▸ Texto apresentado
--

IV. Instrumentos e práticas de fiscalização

Para garantir eficácia na fiscalização contratual, é fundamental que a Administração utilize instrumentos de planejamento, controle e registro. Entre os principais mecanismos destacam-se:

·      Plano de fiscalização: documento que define os critérios, indicadores, frequência e métodos de fiscalização do contrato.

·      Checklists operacionais: auxiliam no acompanhamento sistemático das obrigações contratuais.

·      Relatórios de fiscalização: registros periódicos das atividades e ocorrências relevantes.

·      Sistema informatizado de gestão de contratos: ferramenta que centraliza documentos, prazos, notificações e alertas.

·      Reuniões de acompanhamento: encontros periódicos entre gestor, fiscais e contratada para ajustes e alinhamentos.

·      Registro fotográfico ou audiovisual: documentação de evidências da execução ou de irregularidades.

A adoção desses instrumentos contribui para a padronização das atividades, o aumento da transparência, a segurança jurídica e a rastreabilidade das decisões.

V. Responsabilidade do fiscal de contrato

O fiscal de contrato pode ser responsabilizado por omissão, negligência ou dolo no exercício de suas funções. Tal responsabilização pode ocorrer nas esferas administrativa, civil e até penal, a depender da gravidade da conduta e do prejuízo causado à Administração Pública.

 

“O fiscal de contrato, especialmente designado para o acompanhamento da obra, pode ser responsabilizado quando se omite na adoção de medidas necessárias à manutenção do ritmo de execução normal do empreendimento.” (TCU - Acórdão 2296/2019-Plenário - Relator: ANDRÉ DE CARVALHO)

Contudo, é importante destacar que o fiscal não responde por atos que estejam fora do seu alcance ou que não lhe tenham sido comunicados. Sua responsabilidade é limitada às atividades que lhe foram formalmente atribuídas, mediante designação expressa e capacitação adequada. Além disso, a atuação do fiscal deve ser sempre documentada, a fim de garantir sua segurança jurídica em eventuais processos de apuração de responsabilidades.

 

“O fiscal do contrato não pode ser responsabilizado caso não lhe sejam oferecidas condições apropriadas para o desempenho de suas atribuições. Na interpretação das normas de gestão pública, deverão ser considerados os obstáculos e as dificuldades reais do gestor e as exigências das políticas públicas a seu cargo (art. 22, caput, do Decreto-lei 4.657/1942 - Lei de Introdução às Normas do Direito Brasileiro).” (TCU - Acórdão 2973/2019-Segunda Câmara - Relator: ANA ARRAES)

--

▸ Dados
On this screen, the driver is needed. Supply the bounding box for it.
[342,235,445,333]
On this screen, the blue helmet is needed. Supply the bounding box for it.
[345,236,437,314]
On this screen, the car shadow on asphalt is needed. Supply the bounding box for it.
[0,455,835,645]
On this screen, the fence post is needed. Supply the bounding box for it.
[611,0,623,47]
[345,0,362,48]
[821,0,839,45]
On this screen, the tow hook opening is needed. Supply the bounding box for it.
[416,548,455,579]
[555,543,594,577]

--

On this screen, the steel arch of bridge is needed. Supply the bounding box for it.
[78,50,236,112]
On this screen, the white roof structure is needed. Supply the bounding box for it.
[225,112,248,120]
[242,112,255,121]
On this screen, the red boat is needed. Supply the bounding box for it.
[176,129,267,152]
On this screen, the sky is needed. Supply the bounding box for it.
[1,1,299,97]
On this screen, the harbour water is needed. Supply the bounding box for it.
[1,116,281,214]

--

▸ Instruções de trabalho
A) Enumere todos os instrumentos de fiscalização apresentados como principais mecanismos no texto sobre fiscalização contratual.
B) Transcreva do texto sobre fiscalização contratual o trecho que se inicia nas palavras "A adoção desses" e termina logo após "à Administração Pública.".
C) Segundo o texto sobre fiscalização contratual, em quais esferas o fiscal de contrato pode ser responsabilizado?
Os dados não são necessários para realizar as atividades.

▸ Lista de respostas
A) Plano de fiscalização; checklists operacionais; relatórios de fiscalização; sistema informatizado de gestão de contratos; reuniões de acompanhamento; registro fotográfico ou audiovisual.

B)
A adoção desses instrumentos contribui para a padronização das atividades, o aumento da transparência, a segurança jurídica e a rastreabilidade das decisões.

V. Responsabilidade do fiscal de contrato

O fiscal de contrato pode ser responsabilizado por omissão, negligência ou dolo no exercício de suas funções. Tal responsabilização pode ocorrer nas esferas administrativa, civil e até penal, a depender da gravidade da conduta e do prejuízo causado à Administração Pública.

C) Nas esferas administrativa, civil e até penal.